Problem requirements :: Repeat exactly, and only, the lines from the one holding "Annotate the fallen" through the last line of the records below.

Records supplied ::
※

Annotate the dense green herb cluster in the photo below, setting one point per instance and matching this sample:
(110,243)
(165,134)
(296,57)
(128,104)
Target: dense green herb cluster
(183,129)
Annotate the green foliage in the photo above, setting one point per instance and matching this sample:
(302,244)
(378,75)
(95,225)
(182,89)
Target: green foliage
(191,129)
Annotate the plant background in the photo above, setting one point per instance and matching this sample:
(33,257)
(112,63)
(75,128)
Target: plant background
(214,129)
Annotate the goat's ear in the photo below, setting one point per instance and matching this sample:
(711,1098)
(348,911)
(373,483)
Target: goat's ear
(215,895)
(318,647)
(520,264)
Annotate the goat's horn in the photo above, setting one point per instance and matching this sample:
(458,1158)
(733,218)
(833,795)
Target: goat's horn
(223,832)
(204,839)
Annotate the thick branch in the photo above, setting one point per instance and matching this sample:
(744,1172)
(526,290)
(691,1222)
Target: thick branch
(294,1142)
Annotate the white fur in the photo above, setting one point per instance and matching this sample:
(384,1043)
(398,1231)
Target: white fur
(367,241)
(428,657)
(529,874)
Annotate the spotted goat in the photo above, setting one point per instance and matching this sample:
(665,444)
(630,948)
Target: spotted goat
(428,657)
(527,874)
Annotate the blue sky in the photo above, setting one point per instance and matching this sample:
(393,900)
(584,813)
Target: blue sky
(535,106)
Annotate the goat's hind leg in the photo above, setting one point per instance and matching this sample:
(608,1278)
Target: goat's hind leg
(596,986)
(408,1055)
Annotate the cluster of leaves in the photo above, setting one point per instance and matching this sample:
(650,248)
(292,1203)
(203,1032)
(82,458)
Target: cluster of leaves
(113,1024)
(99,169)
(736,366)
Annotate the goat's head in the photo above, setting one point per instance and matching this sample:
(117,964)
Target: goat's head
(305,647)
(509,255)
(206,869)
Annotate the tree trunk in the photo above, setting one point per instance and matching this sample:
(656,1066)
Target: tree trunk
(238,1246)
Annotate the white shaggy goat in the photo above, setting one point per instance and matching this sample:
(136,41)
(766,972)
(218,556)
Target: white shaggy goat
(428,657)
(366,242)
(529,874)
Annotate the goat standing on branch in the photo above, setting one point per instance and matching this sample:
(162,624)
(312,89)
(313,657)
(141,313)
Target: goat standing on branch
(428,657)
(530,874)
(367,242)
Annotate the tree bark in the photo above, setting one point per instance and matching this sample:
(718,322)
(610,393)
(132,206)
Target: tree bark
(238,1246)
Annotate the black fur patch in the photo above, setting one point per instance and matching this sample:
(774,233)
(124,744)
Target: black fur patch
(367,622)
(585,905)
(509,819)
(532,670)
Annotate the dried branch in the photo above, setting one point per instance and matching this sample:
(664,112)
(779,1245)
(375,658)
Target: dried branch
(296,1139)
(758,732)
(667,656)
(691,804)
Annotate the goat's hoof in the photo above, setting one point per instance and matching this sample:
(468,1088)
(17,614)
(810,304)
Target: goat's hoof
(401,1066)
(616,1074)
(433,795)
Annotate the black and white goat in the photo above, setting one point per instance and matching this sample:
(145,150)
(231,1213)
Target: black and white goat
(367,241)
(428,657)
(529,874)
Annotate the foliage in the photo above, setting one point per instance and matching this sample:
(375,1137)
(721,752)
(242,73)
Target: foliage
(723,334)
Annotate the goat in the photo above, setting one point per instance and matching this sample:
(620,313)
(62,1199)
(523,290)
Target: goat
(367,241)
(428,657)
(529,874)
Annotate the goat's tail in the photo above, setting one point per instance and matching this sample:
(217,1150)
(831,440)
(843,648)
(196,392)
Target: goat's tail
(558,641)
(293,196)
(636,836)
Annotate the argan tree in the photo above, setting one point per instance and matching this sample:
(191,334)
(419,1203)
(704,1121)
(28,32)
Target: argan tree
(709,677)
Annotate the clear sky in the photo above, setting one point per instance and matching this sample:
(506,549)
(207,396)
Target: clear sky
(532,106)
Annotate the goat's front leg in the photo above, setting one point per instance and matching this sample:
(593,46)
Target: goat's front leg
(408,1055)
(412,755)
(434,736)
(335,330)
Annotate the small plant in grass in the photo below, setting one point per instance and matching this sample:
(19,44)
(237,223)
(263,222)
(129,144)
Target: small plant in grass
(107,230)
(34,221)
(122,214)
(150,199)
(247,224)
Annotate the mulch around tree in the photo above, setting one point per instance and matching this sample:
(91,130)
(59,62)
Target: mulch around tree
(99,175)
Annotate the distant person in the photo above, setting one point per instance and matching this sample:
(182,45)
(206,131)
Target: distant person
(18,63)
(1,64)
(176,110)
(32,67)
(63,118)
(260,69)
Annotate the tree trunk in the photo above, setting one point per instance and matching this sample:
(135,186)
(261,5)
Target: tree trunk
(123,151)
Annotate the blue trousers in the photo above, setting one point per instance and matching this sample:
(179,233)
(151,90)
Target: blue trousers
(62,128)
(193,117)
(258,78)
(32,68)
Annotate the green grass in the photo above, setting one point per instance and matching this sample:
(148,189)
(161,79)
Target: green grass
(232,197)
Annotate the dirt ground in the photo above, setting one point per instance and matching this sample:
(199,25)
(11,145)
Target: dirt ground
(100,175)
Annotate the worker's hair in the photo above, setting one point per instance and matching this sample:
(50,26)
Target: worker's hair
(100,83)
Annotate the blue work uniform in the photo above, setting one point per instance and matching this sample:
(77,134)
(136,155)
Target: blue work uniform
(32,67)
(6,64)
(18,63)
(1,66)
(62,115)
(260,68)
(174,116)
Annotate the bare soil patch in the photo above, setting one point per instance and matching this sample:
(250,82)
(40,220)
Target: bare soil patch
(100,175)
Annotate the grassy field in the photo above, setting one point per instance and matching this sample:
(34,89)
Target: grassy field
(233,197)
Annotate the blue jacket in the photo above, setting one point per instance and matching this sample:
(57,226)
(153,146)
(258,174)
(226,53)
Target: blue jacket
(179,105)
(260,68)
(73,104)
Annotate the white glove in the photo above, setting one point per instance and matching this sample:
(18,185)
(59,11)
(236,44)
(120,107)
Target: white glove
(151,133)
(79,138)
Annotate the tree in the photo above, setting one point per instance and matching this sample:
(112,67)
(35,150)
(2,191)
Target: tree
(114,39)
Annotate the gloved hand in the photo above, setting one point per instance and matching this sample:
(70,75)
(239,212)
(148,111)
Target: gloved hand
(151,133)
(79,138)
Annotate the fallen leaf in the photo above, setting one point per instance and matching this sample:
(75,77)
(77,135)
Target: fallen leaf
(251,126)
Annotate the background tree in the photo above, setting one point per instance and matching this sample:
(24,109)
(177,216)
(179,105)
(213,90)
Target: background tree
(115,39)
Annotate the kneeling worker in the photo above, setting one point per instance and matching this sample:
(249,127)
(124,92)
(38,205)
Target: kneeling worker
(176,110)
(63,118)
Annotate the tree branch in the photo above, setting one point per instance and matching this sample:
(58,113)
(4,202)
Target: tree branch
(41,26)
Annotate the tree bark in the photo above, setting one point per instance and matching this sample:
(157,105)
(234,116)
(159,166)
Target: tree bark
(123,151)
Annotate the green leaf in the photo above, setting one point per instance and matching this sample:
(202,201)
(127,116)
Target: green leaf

※

Task result ::
Annotate the fallen leaf in the photo above, setting one point per instance and matching this sample:
(75,77)
(77,135)
Target: fallen leaf
(251,126)
Annotate the background tree in the photo above, setting one point per instance and matching this sample:
(24,109)
(177,216)
(179,105)
(213,90)
Target: background tree
(115,39)
Annotate the kneeling worker in the photo above, setting one point per instance and matching this sample:
(249,127)
(124,92)
(38,205)
Target: kneeling worker
(176,110)
(63,118)
Annotate the tree branch in the photo above, setting one point per instance and matching this sample:
(58,113)
(4,202)
Target: tree branch
(41,26)
Annotate the tree bark in the photo above, setting one point per instance and matching this sample:
(157,105)
(234,116)
(159,166)
Target: tree bark
(123,151)
Annotate the green leaf in the photo above, setting one point per instance and matching this sample:
(202,201)
(127,116)
Target: green leaf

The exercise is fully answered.